## PETUNJUK TUGAS
Tolong hitung jumlah baris dalam data di bawah ini yang memuat kata "pool". Tuliskan angkanya saja.

::: ENTRI DATA

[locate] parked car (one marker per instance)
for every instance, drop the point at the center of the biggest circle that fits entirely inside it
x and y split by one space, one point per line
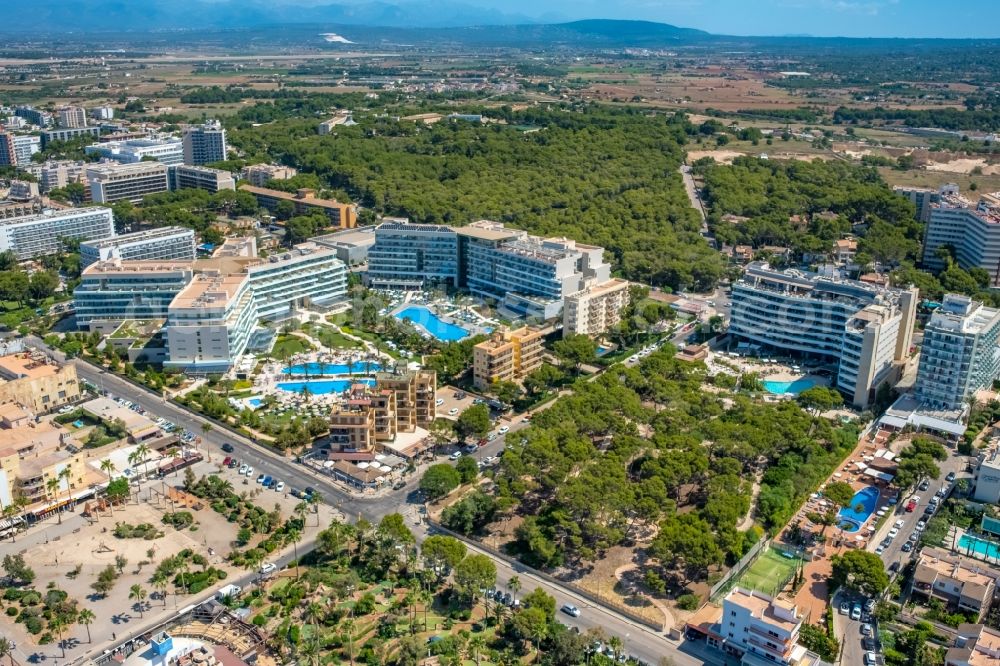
570 610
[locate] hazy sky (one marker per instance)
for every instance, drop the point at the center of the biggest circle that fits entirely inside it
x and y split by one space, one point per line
851 18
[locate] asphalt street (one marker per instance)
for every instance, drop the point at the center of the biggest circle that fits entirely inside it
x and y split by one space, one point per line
640 641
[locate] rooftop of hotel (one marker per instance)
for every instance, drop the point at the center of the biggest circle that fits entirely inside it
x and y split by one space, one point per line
119 266
209 290
146 234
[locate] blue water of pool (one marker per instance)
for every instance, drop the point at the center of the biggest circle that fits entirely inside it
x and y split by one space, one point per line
987 550
358 367
430 322
851 519
791 388
323 386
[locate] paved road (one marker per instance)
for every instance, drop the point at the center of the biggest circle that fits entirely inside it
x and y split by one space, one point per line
642 643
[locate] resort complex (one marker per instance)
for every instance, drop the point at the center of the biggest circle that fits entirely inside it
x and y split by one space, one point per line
528 276
863 331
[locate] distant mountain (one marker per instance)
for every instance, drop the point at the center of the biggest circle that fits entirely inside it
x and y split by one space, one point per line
54 16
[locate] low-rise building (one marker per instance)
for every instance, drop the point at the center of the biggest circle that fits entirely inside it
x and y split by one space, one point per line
975 645
159 244
304 201
46 233
964 584
508 356
259 175
595 309
127 182
37 382
202 178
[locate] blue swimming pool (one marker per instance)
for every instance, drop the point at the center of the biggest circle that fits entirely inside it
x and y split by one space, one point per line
791 388
423 318
862 505
976 547
323 386
358 367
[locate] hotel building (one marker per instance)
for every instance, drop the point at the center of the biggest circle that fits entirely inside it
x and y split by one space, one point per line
529 276
259 175
202 178
39 235
127 182
972 230
112 291
865 329
341 215
959 355
595 309
508 356
167 151
160 244
204 144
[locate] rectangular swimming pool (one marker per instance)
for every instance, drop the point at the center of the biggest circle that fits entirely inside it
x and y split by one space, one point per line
422 317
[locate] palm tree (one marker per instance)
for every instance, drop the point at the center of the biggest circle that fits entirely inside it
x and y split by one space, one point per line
138 592
7 649
477 643
64 474
57 625
159 581
52 486
86 617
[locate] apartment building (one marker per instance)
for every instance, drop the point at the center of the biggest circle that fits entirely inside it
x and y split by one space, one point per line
202 178
508 356
209 323
595 309
37 382
34 116
415 393
528 276
72 116
166 150
760 629
959 355
305 275
17 149
159 244
865 329
962 583
204 144
972 230
68 134
259 175
411 255
103 113
304 201
113 291
923 197
127 182
975 645
43 234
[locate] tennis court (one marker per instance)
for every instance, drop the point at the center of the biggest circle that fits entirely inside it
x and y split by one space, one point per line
769 571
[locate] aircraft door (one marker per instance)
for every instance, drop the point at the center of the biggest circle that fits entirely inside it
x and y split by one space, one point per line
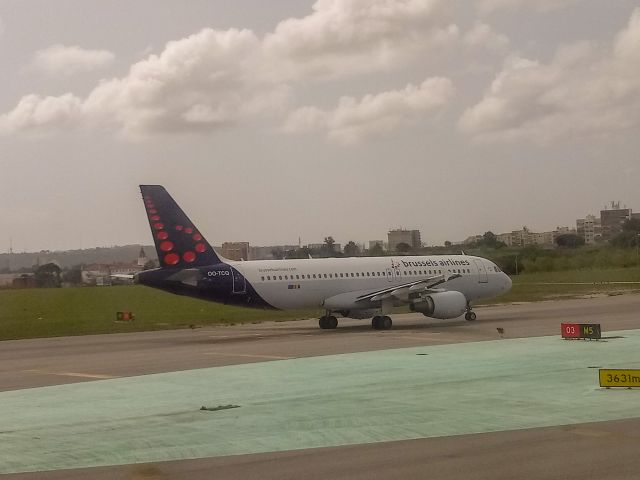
483 276
239 282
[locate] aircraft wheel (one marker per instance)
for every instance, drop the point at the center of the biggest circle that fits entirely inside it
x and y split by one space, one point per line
328 322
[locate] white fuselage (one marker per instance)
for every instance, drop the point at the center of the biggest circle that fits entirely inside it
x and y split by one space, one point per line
290 284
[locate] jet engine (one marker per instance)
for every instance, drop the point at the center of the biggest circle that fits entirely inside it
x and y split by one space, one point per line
441 305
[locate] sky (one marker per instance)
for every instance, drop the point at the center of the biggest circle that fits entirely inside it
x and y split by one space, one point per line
274 121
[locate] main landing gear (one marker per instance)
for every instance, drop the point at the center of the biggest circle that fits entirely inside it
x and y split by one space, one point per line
470 316
328 322
381 322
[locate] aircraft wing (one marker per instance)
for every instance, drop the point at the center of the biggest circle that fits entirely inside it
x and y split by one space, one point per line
401 292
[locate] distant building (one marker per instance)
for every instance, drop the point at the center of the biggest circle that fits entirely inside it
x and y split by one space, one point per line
373 243
589 228
612 219
100 274
267 253
142 258
235 250
337 247
473 239
527 238
409 237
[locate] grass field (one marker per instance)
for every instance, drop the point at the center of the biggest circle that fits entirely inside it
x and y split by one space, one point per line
79 311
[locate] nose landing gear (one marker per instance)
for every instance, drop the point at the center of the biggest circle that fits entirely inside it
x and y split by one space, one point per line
470 316
381 322
328 322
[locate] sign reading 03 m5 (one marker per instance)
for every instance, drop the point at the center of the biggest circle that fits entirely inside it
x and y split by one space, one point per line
619 378
581 330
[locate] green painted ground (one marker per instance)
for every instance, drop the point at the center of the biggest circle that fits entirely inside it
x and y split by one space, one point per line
315 402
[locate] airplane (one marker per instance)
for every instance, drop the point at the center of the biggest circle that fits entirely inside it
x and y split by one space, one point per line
438 286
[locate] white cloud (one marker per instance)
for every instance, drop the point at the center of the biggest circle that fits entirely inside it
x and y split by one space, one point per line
36 112
353 121
215 78
582 91
488 6
63 60
342 37
482 35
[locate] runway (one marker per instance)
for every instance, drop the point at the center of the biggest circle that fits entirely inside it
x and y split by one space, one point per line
503 439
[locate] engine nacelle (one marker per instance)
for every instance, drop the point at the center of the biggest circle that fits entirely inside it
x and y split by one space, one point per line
360 314
441 305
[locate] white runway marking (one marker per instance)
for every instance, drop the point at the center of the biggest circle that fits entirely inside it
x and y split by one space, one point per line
247 355
72 374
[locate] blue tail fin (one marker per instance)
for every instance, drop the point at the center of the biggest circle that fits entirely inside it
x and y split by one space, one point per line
178 242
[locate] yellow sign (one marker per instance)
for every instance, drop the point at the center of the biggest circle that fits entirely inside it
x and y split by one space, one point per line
619 378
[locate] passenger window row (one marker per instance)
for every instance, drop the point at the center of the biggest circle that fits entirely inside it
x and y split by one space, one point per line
309 276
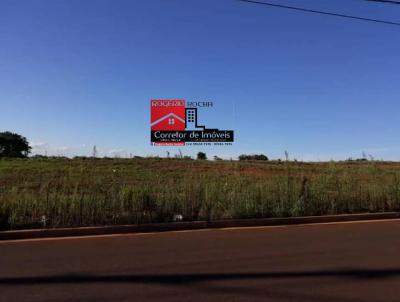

::::::

## JAWABAN TUGAS
3